EXERCISE:
Copy out the whole listing below word for word, changing nothing.

RAW RECORDS:
+ + + + + + +

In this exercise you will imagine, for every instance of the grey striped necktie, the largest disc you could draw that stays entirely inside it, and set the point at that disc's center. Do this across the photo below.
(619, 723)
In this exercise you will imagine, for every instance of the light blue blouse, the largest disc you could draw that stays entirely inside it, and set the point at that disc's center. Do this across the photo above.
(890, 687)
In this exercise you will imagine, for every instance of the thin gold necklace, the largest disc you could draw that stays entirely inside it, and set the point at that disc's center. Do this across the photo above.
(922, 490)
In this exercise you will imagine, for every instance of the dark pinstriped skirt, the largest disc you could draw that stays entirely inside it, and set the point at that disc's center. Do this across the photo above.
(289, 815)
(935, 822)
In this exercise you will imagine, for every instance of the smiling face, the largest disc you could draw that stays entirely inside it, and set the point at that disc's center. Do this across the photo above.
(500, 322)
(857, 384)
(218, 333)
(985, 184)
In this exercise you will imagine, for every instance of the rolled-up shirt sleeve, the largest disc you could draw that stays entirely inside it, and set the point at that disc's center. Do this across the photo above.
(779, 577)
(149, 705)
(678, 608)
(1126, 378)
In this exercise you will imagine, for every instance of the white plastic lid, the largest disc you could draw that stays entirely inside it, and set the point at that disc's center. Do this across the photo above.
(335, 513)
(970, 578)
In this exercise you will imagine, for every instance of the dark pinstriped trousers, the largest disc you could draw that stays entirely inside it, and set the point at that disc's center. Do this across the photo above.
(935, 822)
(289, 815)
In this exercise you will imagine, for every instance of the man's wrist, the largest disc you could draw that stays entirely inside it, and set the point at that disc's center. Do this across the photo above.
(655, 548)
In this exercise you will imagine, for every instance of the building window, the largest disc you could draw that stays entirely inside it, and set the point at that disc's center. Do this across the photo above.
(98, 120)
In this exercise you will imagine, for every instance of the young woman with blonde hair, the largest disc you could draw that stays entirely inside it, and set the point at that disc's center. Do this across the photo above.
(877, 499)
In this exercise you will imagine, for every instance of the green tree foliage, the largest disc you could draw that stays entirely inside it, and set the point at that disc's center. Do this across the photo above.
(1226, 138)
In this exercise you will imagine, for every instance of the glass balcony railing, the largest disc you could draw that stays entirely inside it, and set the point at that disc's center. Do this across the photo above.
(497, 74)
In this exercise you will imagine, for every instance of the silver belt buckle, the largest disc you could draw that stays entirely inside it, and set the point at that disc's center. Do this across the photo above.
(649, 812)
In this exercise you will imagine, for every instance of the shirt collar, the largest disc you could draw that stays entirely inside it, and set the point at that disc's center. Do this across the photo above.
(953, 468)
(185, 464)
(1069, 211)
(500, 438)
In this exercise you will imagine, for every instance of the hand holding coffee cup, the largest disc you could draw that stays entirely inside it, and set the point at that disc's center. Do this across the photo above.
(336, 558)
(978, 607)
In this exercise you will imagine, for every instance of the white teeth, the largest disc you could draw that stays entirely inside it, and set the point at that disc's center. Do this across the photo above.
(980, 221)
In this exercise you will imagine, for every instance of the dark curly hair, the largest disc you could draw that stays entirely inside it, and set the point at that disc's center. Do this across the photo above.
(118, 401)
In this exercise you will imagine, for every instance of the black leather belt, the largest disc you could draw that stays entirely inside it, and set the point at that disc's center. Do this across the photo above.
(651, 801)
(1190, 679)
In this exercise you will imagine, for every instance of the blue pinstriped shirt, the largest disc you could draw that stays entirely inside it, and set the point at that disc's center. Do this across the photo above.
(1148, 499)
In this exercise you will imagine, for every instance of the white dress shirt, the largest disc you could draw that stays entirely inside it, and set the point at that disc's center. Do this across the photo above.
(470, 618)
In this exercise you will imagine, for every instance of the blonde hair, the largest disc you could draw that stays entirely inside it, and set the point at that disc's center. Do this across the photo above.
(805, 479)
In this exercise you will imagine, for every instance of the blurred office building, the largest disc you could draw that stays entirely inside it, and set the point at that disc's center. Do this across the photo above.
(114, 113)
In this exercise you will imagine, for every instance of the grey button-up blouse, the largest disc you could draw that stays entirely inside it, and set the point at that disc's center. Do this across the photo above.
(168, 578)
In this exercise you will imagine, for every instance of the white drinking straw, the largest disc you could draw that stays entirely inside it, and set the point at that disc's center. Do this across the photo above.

+ + + + + + +

RESULT OF THE TASK:
In this exercise you will imagine, for every instance of the grey striped necktie, the largest disc you could draw that stays entirely inside it, and set the point at that disc's center. Do this across the photo below.
(619, 723)
In this exercise you will imagine, for every instance of the light blue blouse, the largest disc you could draw that stays entirely inside it, and set the point at that disc's center. Do this across the photo above.
(890, 687)
In this exercise you will imagine, for every instance of the thin gold necklace, the largest disc you could draw that stays entirely inside it, and set the point at that disc's center. Do this across the photo above.
(922, 490)
In this exercise you will imagine, for every instance of the dark pinstriped skirt, the largest disc you could draw that stays entirely inside it, and set the point at that disc's center. Do this across the photo above.
(289, 815)
(935, 822)
In this exercise you will imagine, for every instance of the smiling face, the largest disc you could draw that stays entirely inside it, and set the point at that disc's center. Do this across the photo above.
(500, 322)
(857, 384)
(218, 333)
(985, 184)
In this exercise you will imagine, for every instance of the rolled-up shirt sleeve, the largest disc you could draw that stays entirely inside it, and set the point at that disc's center. Do this across the photo above.
(779, 577)
(149, 705)
(678, 608)
(1126, 378)
In this exercise you will imagine, for every instance of the white plastic lid, the largest disc you could draw that stays entirely inside it, and set the point at that disc's center. Do this across the photo above.
(335, 513)
(970, 578)
In this exercise you will imagine, for every instance of the dark pinstriped trousers, the largest disc you could draw that stays entirely inside it, and set the point at that disc's center. Do this across the photo above.
(935, 822)
(289, 815)
In this exercise you will imagine, for every instance of the man's wrist, the largest disc you could draw that stays entirely inside it, and set the point at that disc's center. Do this across the photo above.
(655, 548)
In this exercise you will imagine, for every instance of the building window, the largest disc you could draw that stays entirely inside it, and set the point at that disc's center. Do this across the photo above.
(98, 120)
In this exercise you will imagine, for every instance of the young woman with blonde hair, the largest disc you could draw that stays entirely inside it, and set the point at that disc's center. Do this across the photo above.
(877, 499)
In this exercise you will imagine, for every instance of the green tree foliage, the largest disc you could draw that stays entirely inside it, and set the point at that disc's center. Do this across the photo above.
(1226, 138)
In this exercise you will imagine, for every instance of the glass balcony railing, the largest disc you could draw that stays entirely inside it, and set the point at that disc's center. Do this across the photo above.
(497, 74)
In this exercise you will imagine, for every instance of the silver belt buckle, the largest disc you could draw that stays entirely inside it, and set the point at that disc's center. Do this across the photo above.
(649, 812)
In this exercise you will imagine, for every instance of the shirt collar, the largest disc you could draw that stays entirely inside it, and set the point at that disc's center. Do this across the photo above.
(953, 468)
(185, 464)
(1069, 211)
(500, 438)
In this exercise you will imagine, for every instance of the hand holding coffee cup, the largest disc you could draw that stays entirely inside it, and set the point at that disc's center. Do this across the photo above.
(336, 558)
(978, 607)
In this exercise you will imagine, for every instance of the white teeth, the largest disc you could draw that stays entirely inside it, and set the point at that disc's center. Do this across the photo above.
(980, 221)
In this exercise you will imagine, for every instance of the dark curly hair, the largest disc you could draw that stays entirely inside it, and set the point at that disc's center. Do this across the photo above.
(118, 401)
In this exercise you will imagine, for every instance of the black leather belt, the largest disc you could draw that stays entirely inside it, and set the point at that disc's center. Do this across the photo above.
(651, 801)
(1190, 679)
In this exercise you will imagine, for every instance of the blue pinstriped shirt, the largest disc you could draw that stays entirely inside it, and set the point at that disc's center. Do this across the photo above.
(1148, 499)
In this exercise you will imagine, for every instance of the white dress shirt, the largest disc you could draw that stays entirely inside it, and set the point at that disc's center. Do this across the photo above.
(470, 618)
In this exercise you will imagine, for every instance of the blonde hair, the largest disc you could draw that stays entirely inside it, and set the point at that disc's center. Do this across the photo above.
(805, 479)
In this exercise you will imagine, for every instance of the blurred office building, the largest disc you could draw that stays entirely inside it, and set the point at that disc's center. Do this across the photo above.
(114, 113)
In this exercise you will imagine, for every instance of the grey button-up blouse, the largest disc you could draw that stays entirely inside it, and set the point at that disc's center. Do this across the photo above.
(168, 578)
In this exercise you will imagine, for every instance of the white drinking straw, the largest disc you could draw that stays entirely inside it, and set the point at that disc's center. Do this across the photo above.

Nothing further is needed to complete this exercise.